## To be done
The entries need to be copied exactly.

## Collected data
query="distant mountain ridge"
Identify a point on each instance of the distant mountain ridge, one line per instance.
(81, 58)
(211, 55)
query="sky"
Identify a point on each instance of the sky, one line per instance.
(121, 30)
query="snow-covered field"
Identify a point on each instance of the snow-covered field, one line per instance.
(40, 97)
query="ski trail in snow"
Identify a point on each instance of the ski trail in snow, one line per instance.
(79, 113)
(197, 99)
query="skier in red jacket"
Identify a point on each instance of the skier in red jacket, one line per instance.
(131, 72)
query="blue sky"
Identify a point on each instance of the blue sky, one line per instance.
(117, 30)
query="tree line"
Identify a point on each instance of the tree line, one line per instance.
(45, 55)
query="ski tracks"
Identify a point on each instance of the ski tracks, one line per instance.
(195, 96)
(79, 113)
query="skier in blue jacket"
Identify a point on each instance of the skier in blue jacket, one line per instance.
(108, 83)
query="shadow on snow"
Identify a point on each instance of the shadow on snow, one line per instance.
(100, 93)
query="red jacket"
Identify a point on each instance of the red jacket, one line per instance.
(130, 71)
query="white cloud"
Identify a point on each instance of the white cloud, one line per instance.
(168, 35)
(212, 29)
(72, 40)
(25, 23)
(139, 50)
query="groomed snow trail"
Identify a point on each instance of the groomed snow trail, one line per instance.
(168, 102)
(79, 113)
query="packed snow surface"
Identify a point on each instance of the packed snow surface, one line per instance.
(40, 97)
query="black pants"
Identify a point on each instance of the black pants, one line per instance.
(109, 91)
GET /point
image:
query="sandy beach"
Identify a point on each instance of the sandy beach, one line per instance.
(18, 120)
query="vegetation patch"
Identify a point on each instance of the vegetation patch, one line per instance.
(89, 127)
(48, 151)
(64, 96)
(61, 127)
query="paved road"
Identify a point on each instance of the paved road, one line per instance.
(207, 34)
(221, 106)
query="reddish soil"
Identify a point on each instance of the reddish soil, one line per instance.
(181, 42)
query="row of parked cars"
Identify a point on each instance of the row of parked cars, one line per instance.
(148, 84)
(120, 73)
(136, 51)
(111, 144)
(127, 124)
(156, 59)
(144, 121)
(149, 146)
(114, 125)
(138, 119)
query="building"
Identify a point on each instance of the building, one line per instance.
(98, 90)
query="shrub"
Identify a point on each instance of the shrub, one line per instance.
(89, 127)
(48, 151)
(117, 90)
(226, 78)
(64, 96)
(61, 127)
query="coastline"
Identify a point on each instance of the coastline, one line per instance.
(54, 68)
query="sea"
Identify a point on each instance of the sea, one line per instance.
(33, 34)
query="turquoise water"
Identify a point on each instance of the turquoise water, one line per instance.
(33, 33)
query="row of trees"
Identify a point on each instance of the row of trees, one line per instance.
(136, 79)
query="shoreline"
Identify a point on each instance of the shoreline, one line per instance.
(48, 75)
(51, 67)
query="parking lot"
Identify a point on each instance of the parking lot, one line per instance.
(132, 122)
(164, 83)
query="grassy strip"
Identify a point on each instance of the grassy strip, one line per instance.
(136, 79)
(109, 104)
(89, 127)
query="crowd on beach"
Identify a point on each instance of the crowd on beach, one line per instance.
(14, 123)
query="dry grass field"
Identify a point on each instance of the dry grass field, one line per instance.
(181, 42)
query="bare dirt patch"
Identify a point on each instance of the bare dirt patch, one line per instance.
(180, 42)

## Solution for this task
query="distant mountain ridge"
Identify a point on each instance of the distant mountain ridge, one line per instance.
(81, 58)
(211, 55)
query="sky"
Identify a point on each instance of the sky, one line per instance.
(121, 30)
query="snow-covered field"
Identify a point on each instance of the snow-covered field, one line per instance.
(40, 97)
query="ski trail in snow"
Identify a point on each instance of the ski trail in snow, one line per instance.
(79, 113)
(197, 99)
query="skier in red jacket"
Identify a point on each instance of the skier in red jacket, one line per instance.
(131, 72)
query="blue sky"
Identify a point on each instance of the blue sky, one line per instance.
(117, 30)
query="tree line"
Identify a point on each instance of the tree line, one line per instance.
(45, 55)
query="ski tracks"
Identify a point on each instance of the ski tracks, one line per instance.
(195, 96)
(79, 113)
query="skier in blue jacket"
Identify a point on each instance of the skier in blue jacket, one line per instance.
(108, 83)
query="shadow on snow"
Identify a point on each instance of the shadow on snow, one line per instance.
(100, 93)
query="red jacket"
Identify a point on each instance of the red jacket, one line per instance.
(130, 71)
query="white cloud"
Identify a point on each instance of the white cloud, one line per instance.
(168, 35)
(212, 29)
(72, 40)
(25, 23)
(139, 50)
query="groomed snow trail"
Identify a point on each instance of the groomed snow trail, one line per instance.
(168, 102)
(79, 113)
query="packed snow surface"
Identify a point on each instance of the packed snow surface, one line per instance.
(40, 97)
query="black pants"
Identify a point on each instance of the black pants, one line per instance.
(109, 91)
GET /point
image:
query="sandy beach"
Identify a point on each instance of the sandy beach, one line per instance.
(18, 120)
query="vegetation patch"
Identify a point on each instance of the vegetation patch, one line per instance.
(89, 127)
(48, 151)
(64, 96)
(61, 127)
query="paved road"
Identify a point on each instance of the paved road, one line per instance.
(207, 34)
(221, 106)
query="reddish soil"
Identify a point on each instance of the reddish soil, one line per instance.
(181, 42)
query="row of parked cars"
Identify a point on each instance of the row of parked cars, one line per instance.
(148, 84)
(120, 73)
(136, 51)
(111, 144)
(127, 124)
(156, 59)
(144, 121)
(149, 146)
(114, 125)
(138, 119)
query="building"
Identify a point on each instance of the building, one line per instance.
(98, 90)
query="shrub"
Identify a point on each instance of the shrub, one line per instance.
(89, 127)
(48, 151)
(117, 90)
(226, 78)
(64, 96)
(61, 127)
query="coastline"
Identify a point on each instance of the coastline, one line per instance.
(54, 68)
query="sea"
Identify a point on each instance of the sea, one line per instance.
(33, 34)
query="turquoise water"
Identify a point on each instance of the turquoise water, one line per instance.
(33, 33)
query="row of trees"
Identify a point on each instance of the row of trees, one line per instance.
(136, 79)
query="shoreline"
Identify a point on each instance of the shoreline, one line per instance.
(48, 75)
(51, 67)
query="parking lot"
Identify a point on each instance of the parking lot, one line per instance.
(132, 122)
(164, 83)
query="grassy strip"
Identify a point on each instance of the grassy strip, one line per instance.
(136, 79)
(109, 104)
(89, 127)
query="crowd on beach"
Identify a point on each instance of the crowd on beach, one line per instance.
(14, 123)
query="dry grass field"
Identify a point on each instance of the dry grass field, one line per instance.
(181, 42)
query="bare dirt patch"
Identify a point on each instance of the bare dirt patch, one line per instance.
(180, 42)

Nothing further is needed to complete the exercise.